Machine learning classical tech debt

#4 — Be accountable for the Tech Debt

Let’s find out how much technical debt do your machine learning projects have with this game.

Nicolas Rodriguez Presta
Mercado Libre Tech
Published in
4 min readJul 30, 2021

--

This is story #4 of the series Flight checks for any (big) machine learning project.

Well, at this point, we already have KPIs, a team and a fast baseline in production.

If we feel that we have achieved all this in a short time and with good results, then we have done everything right. However, if we feel just the same but without noticing we have accumulated a large amount of technical debt, we just haven’t kept track of this debt, and that’s too bad.

I have no idea about your project, your company, or the conditions that set the frame to your work, but I am sure that if you’ve managed to produce an ML system in a short time, and that there has been great initial drive and speed in the result, then in part it’s thanks to getting into technical debt. This represents the best-case scenario, where we have only abused a little of the classic mistake of “Shortchanging quality assurance to improve development speed”.

Let’s make it clear. That’s okay! What you have done is to finance part of the time-to-market by making technical trade-offs. As we have already seen, having a better time-to-market not only reduces uncertainties and enhances the design, but at a business level, it can competitively mean the difference between winning and losing the game. This allows for quick adjustments if necessary and is the way to learn lessons that would otherwise be very difficult to learn.

It is good to take on technical debt as long as we are aware of its implications and understand it is convenient to pay it off as soon as possible, just as with high-interest debts. Otherwise, the work and design schemes that allowed you to move out quickly in the first iterations may be the ones that limit your speed and scalability in the middle and mature stages of the project. It is very important for your sponsor to understand this. If not, you run the double risk of accumulating future technical problems on the one hand, and generating unrealistic speed expectations on the other. A recipe for failure.

This applies to any software project, of course. However, in machine learning projects, there are some peculiarities of technical debt that are worth reviewing. For a deeper analysis I recommend this paper, but in the meantime, let’s play a game!

Let’s play a game!

■ Task instructions
Pick up the article on technical debt in machine learning projects after its last line and write the next part. The records play no part in what follows and can be left aside.

■ Recorded information
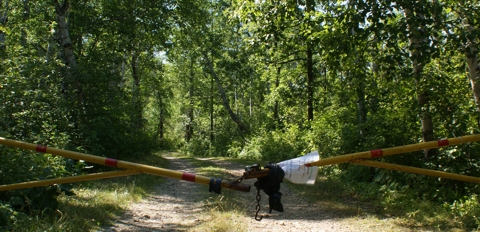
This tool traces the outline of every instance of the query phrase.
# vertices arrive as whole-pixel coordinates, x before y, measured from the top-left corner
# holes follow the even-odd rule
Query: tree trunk
[[[187,125],[185,126],[185,141],[190,142],[193,136],[193,87],[194,87],[194,72],[193,72],[193,56],[190,59],[190,76],[189,76],[189,90],[188,90],[188,111],[187,111]]]
[[[28,0],[23,1],[23,20],[26,22],[30,18],[30,6]],[[20,45],[27,47],[27,31],[22,27],[22,37],[20,38]]]
[[[228,115],[230,118],[237,124],[238,128],[240,129],[240,132],[242,133],[242,136],[246,133],[248,133],[247,127],[242,123],[240,118],[232,111],[232,108],[230,107],[230,103],[228,101],[227,95],[225,94],[225,90],[223,89],[222,84],[220,83],[220,80],[218,79],[217,74],[215,73],[215,70],[213,69],[213,64],[208,59],[207,53],[203,52],[203,56],[205,61],[207,62],[208,69],[210,70],[210,75],[212,75],[213,79],[217,83],[218,87],[218,92],[220,93],[220,97],[222,98],[222,103],[223,103],[223,108],[227,111]]]
[[[0,7],[3,7],[3,1],[0,0]],[[5,1],[5,8],[3,12],[0,11],[0,26],[5,27],[7,25],[7,13],[8,13],[8,0]],[[5,32],[0,30],[0,50],[5,50]]]
[[[478,57],[478,44],[472,38],[471,33],[475,33],[475,28],[470,24],[470,21],[464,16],[459,15],[463,21],[463,26],[467,29],[469,35],[466,36],[467,44],[465,45],[465,58],[468,66],[468,79],[472,86],[473,97],[477,107],[477,113],[480,114],[480,66]],[[479,115],[480,126],[480,115]]]
[[[67,18],[70,11],[70,2],[64,0],[62,4],[58,3],[58,0],[53,0],[55,6],[55,13],[57,15],[57,29],[55,31],[55,39],[60,44],[61,57],[67,68],[66,77],[62,80],[62,91],[68,92],[72,89],[75,92],[77,99],[77,108],[81,109],[80,116],[81,121],[85,121],[85,102],[83,97],[82,83],[75,78],[75,71],[77,68],[77,61],[75,59],[75,53],[73,51],[72,40],[68,32]]]
[[[424,63],[422,62],[422,54],[420,52],[422,39],[419,38],[422,34],[420,31],[425,31],[423,28],[417,28],[412,25],[412,21],[416,15],[413,14],[411,9],[404,8],[405,17],[410,23],[407,24],[409,31],[409,43],[410,43],[410,57],[413,63],[413,76],[415,78],[415,86],[417,88],[417,102],[418,108],[420,111],[420,122],[422,124],[422,137],[424,142],[435,140],[433,133],[433,122],[430,115],[430,99],[425,87],[422,85],[423,77],[423,67]],[[418,15],[421,18],[421,15]],[[425,159],[429,157],[434,157],[436,155],[436,149],[427,149],[424,150]]]
[[[158,127],[157,127],[157,135],[159,139],[163,139],[164,134],[165,134],[165,109],[164,109],[164,104],[163,104],[163,99],[162,95],[159,90],[157,92],[157,101],[158,101],[158,108],[160,110],[159,117],[158,117]]]
[[[210,79],[210,144],[213,143],[215,139],[215,134],[214,134],[214,117],[213,117],[213,89],[214,89],[214,84],[213,84],[213,77]]]
[[[133,104],[133,112],[132,112],[132,122],[134,123],[137,129],[143,128],[143,104],[141,100],[140,94],[140,73],[138,70],[138,54],[136,51],[132,54],[132,77],[133,77],[133,85],[132,85],[132,104]]]
[[[306,10],[308,13],[313,11],[315,2],[313,0],[307,0]],[[314,101],[314,82],[315,76],[313,73],[313,51],[312,43],[309,39],[305,39],[307,43],[307,119],[313,121],[313,101]]]
[[[277,67],[277,76],[275,79],[275,89],[278,89],[280,86],[280,73],[282,71],[282,67],[278,66]],[[278,125],[280,125],[280,115],[279,115],[279,108],[280,108],[280,103],[278,102],[278,99],[275,98],[275,106],[273,108],[273,127],[276,129]]]
[[[358,85],[357,85],[357,112],[358,112],[358,124],[362,125],[367,122],[367,108],[365,107],[365,79],[363,74],[358,75]],[[362,134],[362,131],[360,131]]]

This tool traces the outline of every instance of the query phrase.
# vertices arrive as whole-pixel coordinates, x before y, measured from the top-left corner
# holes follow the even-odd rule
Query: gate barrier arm
[[[452,145],[470,143],[470,142],[476,142],[476,141],[480,141],[480,135],[467,135],[467,136],[462,136],[457,138],[441,139],[441,140],[431,141],[431,142],[416,143],[416,144],[410,144],[410,145],[404,145],[404,146],[398,146],[398,147],[363,151],[363,152],[357,152],[357,153],[352,153],[347,155],[329,157],[329,158],[321,159],[312,163],[305,164],[305,166],[307,167],[326,166],[326,165],[332,165],[332,164],[347,163],[356,159],[378,158],[383,156],[398,155],[398,154],[403,154],[408,152],[421,151],[425,149],[433,149],[433,148],[444,147],[444,146],[452,146]]]
[[[116,171],[116,172],[106,172],[106,173],[97,173],[92,175],[86,176],[77,176],[77,177],[65,177],[60,179],[53,179],[53,180],[44,180],[44,181],[33,181],[33,182],[26,182],[26,183],[19,183],[19,184],[12,184],[12,185],[2,185],[0,186],[0,191],[5,190],[12,190],[19,189],[19,188],[30,188],[30,187],[37,187],[37,186],[45,186],[51,185],[54,183],[69,183],[69,182],[76,182],[76,181],[83,181],[83,180],[93,180],[93,179],[101,179],[101,178],[110,178],[115,176],[126,176],[126,175],[134,175],[139,173],[147,173],[152,175],[158,175],[163,177],[169,177],[174,179],[186,180],[190,182],[195,182],[199,184],[209,185],[209,191],[220,193],[221,188],[228,188],[232,190],[237,190],[241,192],[250,192],[250,185],[242,184],[236,181],[228,182],[221,179],[214,179],[209,177],[204,177],[200,175],[195,175],[187,172],[180,172],[180,171],[173,171],[164,168],[153,167],[144,164],[132,163],[112,158],[105,158],[100,156],[89,155],[80,152],[74,151],[67,151],[57,148],[51,148],[44,145],[37,145],[33,143],[26,143],[17,140],[5,139],[0,137],[0,144],[10,147],[17,147],[26,150],[38,151],[42,153],[49,153],[52,155],[62,156],[66,158],[76,159],[76,160],[85,160],[90,163],[96,163],[111,167],[117,167],[122,169],[127,169],[124,171]],[[38,185],[40,184],[41,185]]]

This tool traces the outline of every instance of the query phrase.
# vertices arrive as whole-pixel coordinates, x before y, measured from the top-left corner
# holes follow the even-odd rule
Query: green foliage
[[[300,130],[295,125],[283,131],[261,131],[245,144],[236,157],[265,159],[273,162],[292,159],[312,150],[307,134],[308,132]]]
[[[455,220],[461,221],[466,228],[480,229],[480,203],[478,195],[464,196],[452,204],[445,203],[445,209],[454,216]]]

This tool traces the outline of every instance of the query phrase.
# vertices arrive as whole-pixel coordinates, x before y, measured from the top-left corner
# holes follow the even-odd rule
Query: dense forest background
[[[124,160],[276,162],[475,134],[479,22],[476,0],[0,0],[0,136]],[[382,161],[480,176],[478,144]],[[85,166],[8,147],[0,163],[0,184]],[[480,193],[352,164],[320,172],[450,206]],[[61,191],[1,192],[0,224]]]

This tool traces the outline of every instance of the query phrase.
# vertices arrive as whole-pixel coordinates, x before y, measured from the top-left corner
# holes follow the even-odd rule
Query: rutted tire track
[[[194,173],[187,160],[163,157],[169,160],[169,169]],[[186,231],[202,222],[203,200],[211,194],[208,187],[168,178],[155,188],[158,194],[133,204],[105,231]]]
[[[164,155],[170,161],[169,169],[195,173],[195,168],[188,160]],[[243,174],[243,167],[236,163],[201,158],[214,166],[225,168],[234,180]],[[255,180],[244,180],[252,186],[250,193],[232,191],[237,203],[245,208],[246,215],[236,218],[235,223],[245,225],[247,231],[411,231],[409,228],[395,224],[393,219],[378,219],[365,216],[344,217],[323,209],[321,204],[313,204],[298,196],[287,185],[282,184],[282,203],[285,212],[273,212],[262,221],[256,221]],[[209,220],[205,211],[205,199],[215,194],[208,192],[208,187],[187,181],[167,179],[156,187],[158,194],[132,204],[127,212],[115,224],[105,231],[213,231],[211,228],[198,227]],[[261,192],[261,211],[268,212],[268,196]],[[205,229],[203,229],[205,228]],[[227,231],[243,231],[229,228]]]

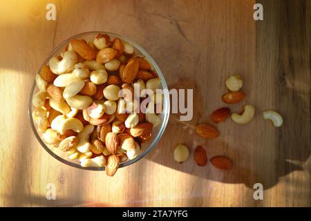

■ Written response
While answering the next questions, keep count of the number of times you respond “Yes” (be honest with yourself!)

  1. Could you generate and validate your model dataset in less than 1 day?
  2. Are all the producers of the data in your model aware that you are using them in your project?
  3. If a producer of any data consumed by your model needs to modify the data it generates, would you get a notification?
  4. If a producer of any data consumed by your model needs to modify the data it generates and you find out about it, would you allow them to do so since it would not create problems in your system?
  5. Does any part of your system have cascading models (models that adjust the error of other models)?
  6. Could you assert that all the features used in your model are necessary?
  7. Could you assert that all the features your model uses still behave in the same way (with the same semantics) as the learned model?
  8. Does it take you less than 1 day to understand whether an old model could replace a new one?
  9. Are your predictions about the behavior of new models in production always accurate (plus or minus an acceptable delta)?
  10. Have you identified which of the features consumed by your model are affected by the prediction it generated in the past?
  11. Given the productive model, do you have easy access to the code used in the training?
  12. Given the last model, do you have easy access to the dataset was used to train it?
  13. Given the last model, do you have easy access to the code applied to generate the dataset used to train it?
  14. Is the whole code mentioned above versioned, and does it have a release process?
  15. Does your system support A/B model testing?
  16. Can you state that the features your model consumes are all being generated correctly?
  17. Could you re-run your entire last model generation pipeline and reach the same result in less than 1 day?
  18. Do you know all the consumers of your model?
  19. If instead of maintaining the number of models you maintain now, you were to maintain 10 times more, do you think that, at the most, the maintenance cost would double?
  20. Doesn’t the Data Science team that generates the models depend on other teams to be able to productize your new iterations?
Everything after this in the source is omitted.